YOUR GOAL
Write out exactly the lines running from the one with "Query: vertical shop sign" to the last line of the entries, keeping both the first and the last.

DATA SHOWN
....
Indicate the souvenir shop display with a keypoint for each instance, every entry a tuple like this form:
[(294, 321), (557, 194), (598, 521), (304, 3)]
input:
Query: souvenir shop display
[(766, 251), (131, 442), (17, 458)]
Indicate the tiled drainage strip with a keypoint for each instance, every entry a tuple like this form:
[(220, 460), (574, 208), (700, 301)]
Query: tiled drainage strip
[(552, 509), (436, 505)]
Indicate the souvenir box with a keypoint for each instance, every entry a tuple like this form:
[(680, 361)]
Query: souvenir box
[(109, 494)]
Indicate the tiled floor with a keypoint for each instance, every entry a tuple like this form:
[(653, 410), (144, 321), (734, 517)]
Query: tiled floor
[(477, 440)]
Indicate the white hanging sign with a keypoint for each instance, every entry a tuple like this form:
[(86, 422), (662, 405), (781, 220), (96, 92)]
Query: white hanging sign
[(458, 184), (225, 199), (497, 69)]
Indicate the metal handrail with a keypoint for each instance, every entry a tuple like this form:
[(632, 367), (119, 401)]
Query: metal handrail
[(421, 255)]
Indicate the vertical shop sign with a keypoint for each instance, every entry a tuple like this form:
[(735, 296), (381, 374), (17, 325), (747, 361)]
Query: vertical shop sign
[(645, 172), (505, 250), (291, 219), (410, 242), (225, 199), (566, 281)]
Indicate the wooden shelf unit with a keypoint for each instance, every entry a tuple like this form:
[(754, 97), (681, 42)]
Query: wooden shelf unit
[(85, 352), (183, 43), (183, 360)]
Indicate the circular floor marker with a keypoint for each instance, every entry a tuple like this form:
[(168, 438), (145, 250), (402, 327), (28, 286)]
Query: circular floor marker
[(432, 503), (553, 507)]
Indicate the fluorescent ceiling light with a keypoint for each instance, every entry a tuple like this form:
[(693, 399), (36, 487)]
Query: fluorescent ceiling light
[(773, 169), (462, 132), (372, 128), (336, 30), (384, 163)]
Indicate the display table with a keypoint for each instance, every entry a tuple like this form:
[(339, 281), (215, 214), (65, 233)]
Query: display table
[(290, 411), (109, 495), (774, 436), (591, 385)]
....
EXPECTED OUTPUT
Query: vertical shop sign
[(645, 172), (505, 250), (291, 219), (410, 242), (225, 199), (566, 281)]
Indicate the wooden shelf unit with a keypoint for each instance, every entry a tuple like this form:
[(754, 97), (681, 42)]
Query: wooden shelf unit
[(85, 352), (183, 43), (183, 360)]
Indicate the circular floor marker with a keypoint for each instance, every entry a tuple like this form:
[(168, 438), (145, 250), (402, 327), (28, 286)]
Query: circular floor marker
[(432, 503), (553, 507)]
Indicate the fluorescent ceiling light with a keypoint for each instance, every entry a tuple like this form:
[(693, 399), (36, 487)]
Query: fluorescent ceiling light
[(773, 169), (462, 132), (372, 128), (336, 30), (384, 163)]
Indicate the display table with a keypoint for each instance, every entry a tuple like this form:
[(339, 281), (215, 214), (65, 233)]
Query: display table
[(290, 411), (109, 495), (774, 436), (591, 385)]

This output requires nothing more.